EXERCICE
Répondez, s'il vous plaît, aux questions suivantes d'après l'extrait sur l'agression près de Nîmes :
1. Quel âge a Aimad I. ?
2. Depuis combien de temps affirme-t-il connaître la femme des échanges sur SnapChat ?
3. Combien de temps la bagarre dans la voiture dure-t-elle ?

=== EXTRAIT DU DOCUMENT ===

Je voulais juste avoir une discussion, pour apaiser les tensions entre elles.
Aimad I., 23 ans
Un jour, Dolores M. découvre sur l'application de messagerie instantanée SnapChat des échanges entre une femme du même âge qu'elle et son concubin, qu'elle vient à soupçonner d'infidélité. Lui affirme qu'il s'agit simplement d'une amie qu'il connaît depuis six ans, avec laquelle il est sorti quelques fois au restaurant et en boîte de nuit. Dans la soirée du 30 septembre, le couple est en pleine séparation. Dolores M. veut aller à la rencontre de sa rivale présumée, intimant à son compagnon de venir avec elle, sans quoi il ne reverrait jamais son fils. Il fixe alors le rendez-vous.
Guet-apens et "châtiment d'un autre temps"
Sur place, Aimad I. demande à son "amie" de monter à ses côtés dans la voiture. Elle ne se doute pas qu’à l'arrière se cache Dolorès M., munie d'une tondeuse. Pendant près de 15 minutes, les filles se battent, sans qu’Aimad I. n’intervienne. Ce serait ensuite la jeune maman qui aurait ordonné à la victime de se déshabiller, avant de l'abandonner sur place, vers minuit, rouée de coups, dénudée, prostrée et le crâne presque entièrement rasé, au bord d'un chemin de garrigue près de Milhaud, aux portes de Nîmes.

=== EXTRAITS DE DONNÉES ===

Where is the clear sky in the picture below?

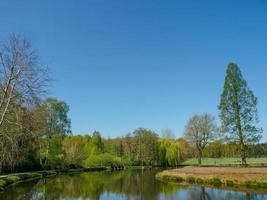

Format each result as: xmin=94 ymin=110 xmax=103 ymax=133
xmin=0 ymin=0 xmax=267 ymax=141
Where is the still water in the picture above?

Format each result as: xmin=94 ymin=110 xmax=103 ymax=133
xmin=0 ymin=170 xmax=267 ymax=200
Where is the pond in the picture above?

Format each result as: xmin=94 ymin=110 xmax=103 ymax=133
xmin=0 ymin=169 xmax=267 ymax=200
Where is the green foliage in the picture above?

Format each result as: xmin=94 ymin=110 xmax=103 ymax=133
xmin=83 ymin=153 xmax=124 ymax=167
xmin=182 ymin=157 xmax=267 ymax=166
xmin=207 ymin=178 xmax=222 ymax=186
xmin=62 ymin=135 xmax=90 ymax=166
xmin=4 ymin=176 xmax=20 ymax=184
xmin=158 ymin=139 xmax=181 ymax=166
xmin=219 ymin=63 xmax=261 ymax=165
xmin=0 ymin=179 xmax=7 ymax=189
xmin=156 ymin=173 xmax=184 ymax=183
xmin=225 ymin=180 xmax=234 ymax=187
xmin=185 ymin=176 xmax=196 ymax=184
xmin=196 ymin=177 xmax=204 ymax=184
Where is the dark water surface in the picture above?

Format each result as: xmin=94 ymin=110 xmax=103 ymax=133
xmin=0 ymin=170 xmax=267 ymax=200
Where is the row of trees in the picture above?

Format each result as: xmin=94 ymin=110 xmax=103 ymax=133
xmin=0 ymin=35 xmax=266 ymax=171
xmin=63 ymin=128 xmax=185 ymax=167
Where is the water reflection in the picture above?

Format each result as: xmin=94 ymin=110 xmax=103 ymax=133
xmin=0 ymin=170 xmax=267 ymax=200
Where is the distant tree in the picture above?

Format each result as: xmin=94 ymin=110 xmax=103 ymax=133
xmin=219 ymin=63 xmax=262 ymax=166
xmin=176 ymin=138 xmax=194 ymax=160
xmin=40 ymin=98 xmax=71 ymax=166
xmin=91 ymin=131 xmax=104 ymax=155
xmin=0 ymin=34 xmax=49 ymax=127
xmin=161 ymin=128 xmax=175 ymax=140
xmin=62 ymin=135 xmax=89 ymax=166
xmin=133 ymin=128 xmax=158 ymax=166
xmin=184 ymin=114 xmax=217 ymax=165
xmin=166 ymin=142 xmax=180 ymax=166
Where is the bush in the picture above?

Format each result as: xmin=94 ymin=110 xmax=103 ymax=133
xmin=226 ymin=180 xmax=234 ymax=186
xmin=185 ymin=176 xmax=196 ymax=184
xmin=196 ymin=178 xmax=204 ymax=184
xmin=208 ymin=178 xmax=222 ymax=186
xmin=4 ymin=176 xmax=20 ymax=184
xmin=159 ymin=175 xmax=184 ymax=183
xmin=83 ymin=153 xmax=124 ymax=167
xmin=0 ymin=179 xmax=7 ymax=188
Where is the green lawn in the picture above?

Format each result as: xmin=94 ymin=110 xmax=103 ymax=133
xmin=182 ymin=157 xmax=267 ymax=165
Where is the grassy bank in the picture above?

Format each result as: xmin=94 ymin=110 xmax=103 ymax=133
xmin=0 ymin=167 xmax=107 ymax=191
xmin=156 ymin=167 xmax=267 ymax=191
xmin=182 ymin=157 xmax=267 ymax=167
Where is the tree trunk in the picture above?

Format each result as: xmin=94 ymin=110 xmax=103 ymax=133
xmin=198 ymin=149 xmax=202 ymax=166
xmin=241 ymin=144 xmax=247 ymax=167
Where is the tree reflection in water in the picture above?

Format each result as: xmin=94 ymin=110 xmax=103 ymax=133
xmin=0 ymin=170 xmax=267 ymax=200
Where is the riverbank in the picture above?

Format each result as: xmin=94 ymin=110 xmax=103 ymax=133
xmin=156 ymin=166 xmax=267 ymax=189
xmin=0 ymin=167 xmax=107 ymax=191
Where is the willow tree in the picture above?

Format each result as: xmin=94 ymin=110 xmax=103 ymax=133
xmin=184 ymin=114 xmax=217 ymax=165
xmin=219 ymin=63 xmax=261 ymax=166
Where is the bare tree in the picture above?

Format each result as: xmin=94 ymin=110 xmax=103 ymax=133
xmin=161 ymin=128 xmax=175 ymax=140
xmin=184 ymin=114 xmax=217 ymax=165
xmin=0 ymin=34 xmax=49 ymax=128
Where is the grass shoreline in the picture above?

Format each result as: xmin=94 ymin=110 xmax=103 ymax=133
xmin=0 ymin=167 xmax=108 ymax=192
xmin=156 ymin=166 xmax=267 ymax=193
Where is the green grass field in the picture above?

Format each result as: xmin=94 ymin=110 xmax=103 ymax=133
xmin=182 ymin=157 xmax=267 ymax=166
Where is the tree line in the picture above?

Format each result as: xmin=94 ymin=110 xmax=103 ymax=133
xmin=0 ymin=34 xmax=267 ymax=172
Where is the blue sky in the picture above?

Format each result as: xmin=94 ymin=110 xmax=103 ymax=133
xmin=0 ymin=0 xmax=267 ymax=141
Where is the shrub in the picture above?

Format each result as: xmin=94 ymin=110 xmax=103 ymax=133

===

RÉSULTAT DE L'EXERCICE
1. Il a 23 ans.
2. Il affirme la connaître depuis six ans.
3. Elle dure près de 15 minutes.